List, in full, each line of the records below that contains the string "tree".
------------------------------------------------
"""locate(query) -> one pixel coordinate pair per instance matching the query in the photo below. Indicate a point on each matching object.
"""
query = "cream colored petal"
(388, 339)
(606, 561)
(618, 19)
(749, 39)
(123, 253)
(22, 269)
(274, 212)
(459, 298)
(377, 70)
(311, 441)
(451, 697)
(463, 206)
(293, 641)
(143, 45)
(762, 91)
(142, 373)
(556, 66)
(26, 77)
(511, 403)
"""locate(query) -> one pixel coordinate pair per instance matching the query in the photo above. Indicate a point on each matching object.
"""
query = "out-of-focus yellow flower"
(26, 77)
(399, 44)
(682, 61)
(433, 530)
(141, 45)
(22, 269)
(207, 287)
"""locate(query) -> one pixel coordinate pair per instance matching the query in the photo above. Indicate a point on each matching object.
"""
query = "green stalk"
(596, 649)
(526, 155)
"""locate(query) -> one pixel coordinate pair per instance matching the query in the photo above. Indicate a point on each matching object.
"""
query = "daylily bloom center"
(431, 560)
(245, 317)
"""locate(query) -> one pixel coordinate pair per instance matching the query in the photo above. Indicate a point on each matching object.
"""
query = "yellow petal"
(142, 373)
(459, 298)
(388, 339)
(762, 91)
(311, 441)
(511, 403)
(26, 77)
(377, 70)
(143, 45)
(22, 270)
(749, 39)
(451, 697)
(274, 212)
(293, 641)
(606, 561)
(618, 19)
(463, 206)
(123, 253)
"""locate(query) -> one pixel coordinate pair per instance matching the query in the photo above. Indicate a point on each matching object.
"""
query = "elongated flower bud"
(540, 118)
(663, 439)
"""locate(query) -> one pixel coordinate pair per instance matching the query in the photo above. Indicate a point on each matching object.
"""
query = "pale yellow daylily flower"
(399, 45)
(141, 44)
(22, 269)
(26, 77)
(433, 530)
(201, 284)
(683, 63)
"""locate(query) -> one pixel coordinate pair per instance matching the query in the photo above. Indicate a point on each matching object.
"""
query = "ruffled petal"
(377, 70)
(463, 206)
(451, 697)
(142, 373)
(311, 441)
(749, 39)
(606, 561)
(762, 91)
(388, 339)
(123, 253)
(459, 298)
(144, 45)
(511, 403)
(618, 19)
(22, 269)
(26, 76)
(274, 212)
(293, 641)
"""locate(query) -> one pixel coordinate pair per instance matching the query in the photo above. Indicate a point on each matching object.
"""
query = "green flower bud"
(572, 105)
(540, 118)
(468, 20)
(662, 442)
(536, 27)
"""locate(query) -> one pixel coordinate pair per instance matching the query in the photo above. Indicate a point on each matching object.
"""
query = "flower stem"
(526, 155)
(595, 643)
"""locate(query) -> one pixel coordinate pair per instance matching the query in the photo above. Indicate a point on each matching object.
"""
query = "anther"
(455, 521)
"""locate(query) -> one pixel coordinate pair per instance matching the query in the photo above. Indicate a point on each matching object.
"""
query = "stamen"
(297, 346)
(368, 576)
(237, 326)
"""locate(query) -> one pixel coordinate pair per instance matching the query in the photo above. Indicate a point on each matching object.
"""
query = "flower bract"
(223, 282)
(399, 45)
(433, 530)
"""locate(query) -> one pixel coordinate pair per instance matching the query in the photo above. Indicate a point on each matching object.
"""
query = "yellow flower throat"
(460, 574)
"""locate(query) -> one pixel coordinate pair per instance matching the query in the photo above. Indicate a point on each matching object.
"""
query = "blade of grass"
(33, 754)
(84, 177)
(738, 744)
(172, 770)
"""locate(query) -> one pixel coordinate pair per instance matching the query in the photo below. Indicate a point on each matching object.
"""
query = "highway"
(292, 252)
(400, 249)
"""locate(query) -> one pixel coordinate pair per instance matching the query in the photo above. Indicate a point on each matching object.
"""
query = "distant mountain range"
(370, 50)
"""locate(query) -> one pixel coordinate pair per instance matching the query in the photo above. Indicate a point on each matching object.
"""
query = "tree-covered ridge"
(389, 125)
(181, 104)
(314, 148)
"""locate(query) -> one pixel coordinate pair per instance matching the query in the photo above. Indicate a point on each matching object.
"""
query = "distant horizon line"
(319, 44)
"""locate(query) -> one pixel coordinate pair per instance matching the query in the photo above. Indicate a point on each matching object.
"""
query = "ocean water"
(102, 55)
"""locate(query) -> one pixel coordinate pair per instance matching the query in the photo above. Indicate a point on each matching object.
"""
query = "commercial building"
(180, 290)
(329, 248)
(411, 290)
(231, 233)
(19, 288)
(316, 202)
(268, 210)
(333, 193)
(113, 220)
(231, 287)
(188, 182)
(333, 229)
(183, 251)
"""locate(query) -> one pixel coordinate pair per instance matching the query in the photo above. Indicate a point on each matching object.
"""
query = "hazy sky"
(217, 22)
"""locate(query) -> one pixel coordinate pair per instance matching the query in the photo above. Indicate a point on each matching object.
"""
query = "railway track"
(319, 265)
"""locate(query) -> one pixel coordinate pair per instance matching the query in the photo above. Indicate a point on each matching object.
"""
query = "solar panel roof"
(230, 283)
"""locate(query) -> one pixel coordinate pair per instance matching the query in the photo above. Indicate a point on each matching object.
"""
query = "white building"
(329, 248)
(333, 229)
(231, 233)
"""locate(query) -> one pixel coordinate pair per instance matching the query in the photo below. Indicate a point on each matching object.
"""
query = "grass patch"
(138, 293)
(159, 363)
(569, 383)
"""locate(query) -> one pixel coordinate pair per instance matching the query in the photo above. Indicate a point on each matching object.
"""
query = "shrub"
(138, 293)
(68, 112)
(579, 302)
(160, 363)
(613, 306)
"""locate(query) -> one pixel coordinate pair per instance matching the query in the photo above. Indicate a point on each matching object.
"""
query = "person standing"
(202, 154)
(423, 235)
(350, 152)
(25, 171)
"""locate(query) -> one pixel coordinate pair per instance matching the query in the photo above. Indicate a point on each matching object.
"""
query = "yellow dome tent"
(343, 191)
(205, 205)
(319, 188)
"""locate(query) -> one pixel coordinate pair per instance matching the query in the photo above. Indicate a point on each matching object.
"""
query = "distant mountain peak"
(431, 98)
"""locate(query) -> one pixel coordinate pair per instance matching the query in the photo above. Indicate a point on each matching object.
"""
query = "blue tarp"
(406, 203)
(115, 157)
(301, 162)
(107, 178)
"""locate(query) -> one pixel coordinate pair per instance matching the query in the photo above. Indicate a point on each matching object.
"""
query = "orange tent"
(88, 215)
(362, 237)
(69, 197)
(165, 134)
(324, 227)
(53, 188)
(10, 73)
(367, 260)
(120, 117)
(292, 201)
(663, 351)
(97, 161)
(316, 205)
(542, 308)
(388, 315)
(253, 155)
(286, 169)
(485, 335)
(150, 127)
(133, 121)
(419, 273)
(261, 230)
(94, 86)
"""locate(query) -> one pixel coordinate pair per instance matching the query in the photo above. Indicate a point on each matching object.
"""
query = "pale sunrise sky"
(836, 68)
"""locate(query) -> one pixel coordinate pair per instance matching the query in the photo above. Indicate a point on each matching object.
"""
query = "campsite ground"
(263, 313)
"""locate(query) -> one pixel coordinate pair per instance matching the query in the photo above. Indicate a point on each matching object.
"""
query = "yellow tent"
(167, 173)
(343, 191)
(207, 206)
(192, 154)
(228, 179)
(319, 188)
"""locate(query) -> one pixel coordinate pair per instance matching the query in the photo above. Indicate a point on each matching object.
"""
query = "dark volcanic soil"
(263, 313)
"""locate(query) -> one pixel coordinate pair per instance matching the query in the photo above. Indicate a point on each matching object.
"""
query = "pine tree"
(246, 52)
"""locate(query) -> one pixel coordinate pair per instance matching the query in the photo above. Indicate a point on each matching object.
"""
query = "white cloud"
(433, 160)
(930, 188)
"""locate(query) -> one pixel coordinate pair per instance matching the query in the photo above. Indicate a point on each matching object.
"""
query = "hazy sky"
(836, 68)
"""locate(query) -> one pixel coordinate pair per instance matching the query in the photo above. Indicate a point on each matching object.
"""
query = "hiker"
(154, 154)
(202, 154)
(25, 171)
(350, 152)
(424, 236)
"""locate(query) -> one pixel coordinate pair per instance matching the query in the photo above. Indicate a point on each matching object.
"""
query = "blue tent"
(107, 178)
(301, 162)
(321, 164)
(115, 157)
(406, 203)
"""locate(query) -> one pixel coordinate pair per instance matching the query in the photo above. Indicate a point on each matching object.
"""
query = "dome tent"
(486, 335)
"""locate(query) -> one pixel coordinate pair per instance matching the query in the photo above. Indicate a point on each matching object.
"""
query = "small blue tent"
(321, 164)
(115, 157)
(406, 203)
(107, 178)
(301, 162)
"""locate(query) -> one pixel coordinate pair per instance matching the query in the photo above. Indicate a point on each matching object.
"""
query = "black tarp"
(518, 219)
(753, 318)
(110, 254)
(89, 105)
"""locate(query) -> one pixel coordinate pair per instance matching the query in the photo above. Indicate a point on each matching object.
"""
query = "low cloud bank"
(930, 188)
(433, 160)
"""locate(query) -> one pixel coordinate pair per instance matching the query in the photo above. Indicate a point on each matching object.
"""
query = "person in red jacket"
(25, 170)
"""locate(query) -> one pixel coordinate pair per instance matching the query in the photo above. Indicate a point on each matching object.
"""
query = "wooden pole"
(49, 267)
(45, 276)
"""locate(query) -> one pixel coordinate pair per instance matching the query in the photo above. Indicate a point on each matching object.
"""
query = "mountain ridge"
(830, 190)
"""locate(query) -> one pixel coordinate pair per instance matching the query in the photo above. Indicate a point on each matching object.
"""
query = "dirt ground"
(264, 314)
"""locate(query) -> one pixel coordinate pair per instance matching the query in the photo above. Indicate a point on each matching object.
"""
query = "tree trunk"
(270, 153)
------------------------------------------------
◆ **ANSWER TO THE EXERCISE**:
query = "tree-covered ridge"
query = "pine tree"
query = "tree trunk"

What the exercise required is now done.